INSTRUCTIONS TO FOLLOW:
How many lines in the records below contain the word "floor"? Reply with the number alone.

· · · ·

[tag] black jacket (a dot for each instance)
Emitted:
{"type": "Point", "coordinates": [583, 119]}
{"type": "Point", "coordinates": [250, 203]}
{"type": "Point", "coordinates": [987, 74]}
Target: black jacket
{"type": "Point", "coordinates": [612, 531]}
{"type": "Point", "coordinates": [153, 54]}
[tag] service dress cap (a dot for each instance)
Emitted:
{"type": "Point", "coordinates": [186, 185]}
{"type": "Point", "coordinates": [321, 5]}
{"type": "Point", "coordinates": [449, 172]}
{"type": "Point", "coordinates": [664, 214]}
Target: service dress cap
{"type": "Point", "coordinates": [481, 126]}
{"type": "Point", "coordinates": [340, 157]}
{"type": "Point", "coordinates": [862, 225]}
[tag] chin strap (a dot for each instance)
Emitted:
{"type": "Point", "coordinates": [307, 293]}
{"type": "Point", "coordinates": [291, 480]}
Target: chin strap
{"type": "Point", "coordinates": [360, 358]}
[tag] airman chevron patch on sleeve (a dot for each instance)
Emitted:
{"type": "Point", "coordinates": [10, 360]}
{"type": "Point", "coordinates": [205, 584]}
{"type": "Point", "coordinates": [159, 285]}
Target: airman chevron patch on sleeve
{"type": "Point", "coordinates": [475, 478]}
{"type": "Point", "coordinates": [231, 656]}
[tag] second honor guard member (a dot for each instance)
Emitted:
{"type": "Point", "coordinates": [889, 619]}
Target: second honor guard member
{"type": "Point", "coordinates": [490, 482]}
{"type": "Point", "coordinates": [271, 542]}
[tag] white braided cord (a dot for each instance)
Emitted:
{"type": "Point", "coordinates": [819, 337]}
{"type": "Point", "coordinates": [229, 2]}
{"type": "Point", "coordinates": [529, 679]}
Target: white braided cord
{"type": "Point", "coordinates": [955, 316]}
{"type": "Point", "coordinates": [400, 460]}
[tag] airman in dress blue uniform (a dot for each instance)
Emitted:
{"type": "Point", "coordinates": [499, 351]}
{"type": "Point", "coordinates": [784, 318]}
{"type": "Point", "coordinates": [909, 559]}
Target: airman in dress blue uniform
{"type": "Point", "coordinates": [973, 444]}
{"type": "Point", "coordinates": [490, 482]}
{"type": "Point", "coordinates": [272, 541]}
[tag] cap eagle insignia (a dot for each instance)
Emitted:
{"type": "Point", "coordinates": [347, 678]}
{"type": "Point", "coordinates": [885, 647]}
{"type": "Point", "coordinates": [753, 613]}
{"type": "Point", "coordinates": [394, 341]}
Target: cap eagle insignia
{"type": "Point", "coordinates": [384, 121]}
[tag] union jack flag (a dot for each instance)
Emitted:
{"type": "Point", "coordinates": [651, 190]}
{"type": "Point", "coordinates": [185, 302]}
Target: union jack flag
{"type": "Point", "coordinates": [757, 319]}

· · · ·

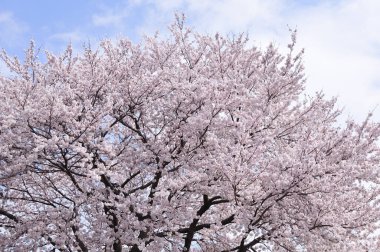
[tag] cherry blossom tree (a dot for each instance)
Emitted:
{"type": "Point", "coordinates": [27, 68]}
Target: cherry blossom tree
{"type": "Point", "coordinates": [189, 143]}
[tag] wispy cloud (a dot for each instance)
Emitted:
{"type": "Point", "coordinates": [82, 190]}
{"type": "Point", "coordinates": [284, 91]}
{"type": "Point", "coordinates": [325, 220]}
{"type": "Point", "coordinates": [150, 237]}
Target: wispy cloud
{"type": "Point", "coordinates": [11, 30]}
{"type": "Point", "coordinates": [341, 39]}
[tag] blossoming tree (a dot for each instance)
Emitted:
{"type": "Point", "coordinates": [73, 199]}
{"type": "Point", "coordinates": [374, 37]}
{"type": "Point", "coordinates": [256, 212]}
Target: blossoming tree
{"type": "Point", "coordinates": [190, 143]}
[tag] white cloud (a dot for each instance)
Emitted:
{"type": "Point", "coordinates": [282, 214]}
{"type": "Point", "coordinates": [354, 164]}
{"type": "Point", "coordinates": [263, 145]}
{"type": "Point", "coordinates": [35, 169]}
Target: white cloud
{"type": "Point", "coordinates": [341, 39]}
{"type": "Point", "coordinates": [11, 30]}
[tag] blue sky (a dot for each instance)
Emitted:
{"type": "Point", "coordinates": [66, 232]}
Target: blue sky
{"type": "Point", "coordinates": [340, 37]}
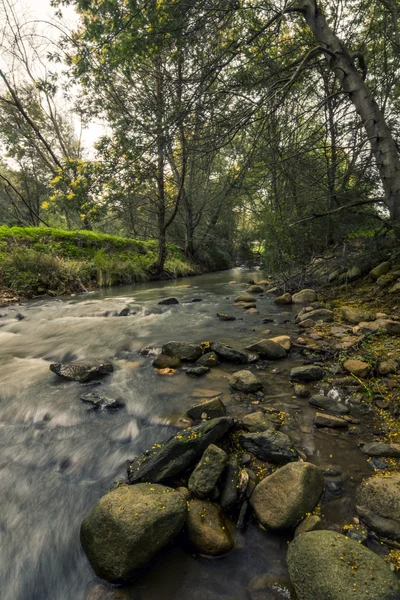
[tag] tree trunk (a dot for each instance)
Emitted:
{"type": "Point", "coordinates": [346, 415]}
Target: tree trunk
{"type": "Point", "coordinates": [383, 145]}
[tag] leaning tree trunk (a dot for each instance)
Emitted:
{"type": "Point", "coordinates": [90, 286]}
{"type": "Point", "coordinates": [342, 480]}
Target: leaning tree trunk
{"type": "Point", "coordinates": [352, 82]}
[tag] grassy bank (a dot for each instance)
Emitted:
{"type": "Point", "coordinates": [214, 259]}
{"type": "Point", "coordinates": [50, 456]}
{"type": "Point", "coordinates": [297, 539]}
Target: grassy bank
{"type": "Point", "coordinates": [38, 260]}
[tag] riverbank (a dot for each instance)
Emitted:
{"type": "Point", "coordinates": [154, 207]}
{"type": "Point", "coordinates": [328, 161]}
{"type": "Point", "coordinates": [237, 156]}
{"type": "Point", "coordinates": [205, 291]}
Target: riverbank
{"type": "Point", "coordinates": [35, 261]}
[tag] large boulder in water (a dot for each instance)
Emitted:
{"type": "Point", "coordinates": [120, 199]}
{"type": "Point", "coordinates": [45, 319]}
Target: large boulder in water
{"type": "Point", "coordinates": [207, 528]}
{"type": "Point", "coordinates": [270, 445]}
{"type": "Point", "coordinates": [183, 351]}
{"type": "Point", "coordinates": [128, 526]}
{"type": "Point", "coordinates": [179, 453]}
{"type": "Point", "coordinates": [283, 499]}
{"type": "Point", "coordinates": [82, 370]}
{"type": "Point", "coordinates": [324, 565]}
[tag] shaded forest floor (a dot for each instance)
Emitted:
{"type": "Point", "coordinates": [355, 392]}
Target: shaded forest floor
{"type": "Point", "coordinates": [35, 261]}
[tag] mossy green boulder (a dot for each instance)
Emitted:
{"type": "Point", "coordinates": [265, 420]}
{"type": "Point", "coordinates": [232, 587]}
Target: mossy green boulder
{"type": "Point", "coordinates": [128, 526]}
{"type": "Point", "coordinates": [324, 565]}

· · · ·

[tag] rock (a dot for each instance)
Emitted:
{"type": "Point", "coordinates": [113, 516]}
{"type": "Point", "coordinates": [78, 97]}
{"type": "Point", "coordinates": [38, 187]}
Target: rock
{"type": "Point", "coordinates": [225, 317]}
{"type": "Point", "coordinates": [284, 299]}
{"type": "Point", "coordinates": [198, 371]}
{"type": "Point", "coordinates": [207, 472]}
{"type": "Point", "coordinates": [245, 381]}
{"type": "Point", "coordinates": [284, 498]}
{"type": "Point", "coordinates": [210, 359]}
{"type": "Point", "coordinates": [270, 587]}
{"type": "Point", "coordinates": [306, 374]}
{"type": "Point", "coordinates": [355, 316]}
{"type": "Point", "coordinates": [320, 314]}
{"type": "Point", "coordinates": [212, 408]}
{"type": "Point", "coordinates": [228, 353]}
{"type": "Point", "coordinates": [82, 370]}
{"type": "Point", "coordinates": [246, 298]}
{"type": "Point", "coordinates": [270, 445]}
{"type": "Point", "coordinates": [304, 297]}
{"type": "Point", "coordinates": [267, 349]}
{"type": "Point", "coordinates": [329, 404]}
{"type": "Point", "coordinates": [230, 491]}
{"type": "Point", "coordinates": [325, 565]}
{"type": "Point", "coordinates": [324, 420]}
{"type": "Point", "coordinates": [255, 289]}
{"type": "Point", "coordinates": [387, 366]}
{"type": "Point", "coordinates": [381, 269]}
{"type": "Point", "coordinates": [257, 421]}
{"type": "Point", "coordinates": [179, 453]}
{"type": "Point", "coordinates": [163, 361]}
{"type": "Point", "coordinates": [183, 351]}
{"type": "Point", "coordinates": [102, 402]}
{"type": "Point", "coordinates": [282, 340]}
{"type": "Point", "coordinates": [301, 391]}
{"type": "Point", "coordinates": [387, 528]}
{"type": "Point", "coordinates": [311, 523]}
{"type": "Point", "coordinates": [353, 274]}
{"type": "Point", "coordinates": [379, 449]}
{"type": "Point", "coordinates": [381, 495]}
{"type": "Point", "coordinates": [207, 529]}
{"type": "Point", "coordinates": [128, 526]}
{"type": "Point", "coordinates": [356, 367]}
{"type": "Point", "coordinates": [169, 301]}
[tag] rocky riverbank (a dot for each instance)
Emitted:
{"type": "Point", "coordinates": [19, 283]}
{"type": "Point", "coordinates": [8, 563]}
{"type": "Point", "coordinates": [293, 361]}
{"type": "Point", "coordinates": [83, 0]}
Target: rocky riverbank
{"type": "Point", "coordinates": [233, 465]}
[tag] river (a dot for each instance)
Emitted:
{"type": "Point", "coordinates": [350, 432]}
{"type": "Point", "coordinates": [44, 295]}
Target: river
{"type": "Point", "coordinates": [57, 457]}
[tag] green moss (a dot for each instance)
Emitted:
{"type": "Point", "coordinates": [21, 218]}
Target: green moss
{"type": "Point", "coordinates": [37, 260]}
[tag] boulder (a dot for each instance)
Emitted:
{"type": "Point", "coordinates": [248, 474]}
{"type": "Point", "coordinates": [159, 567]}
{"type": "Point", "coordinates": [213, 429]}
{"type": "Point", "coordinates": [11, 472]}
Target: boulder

· · · ·

RIGHT ANSWER:
2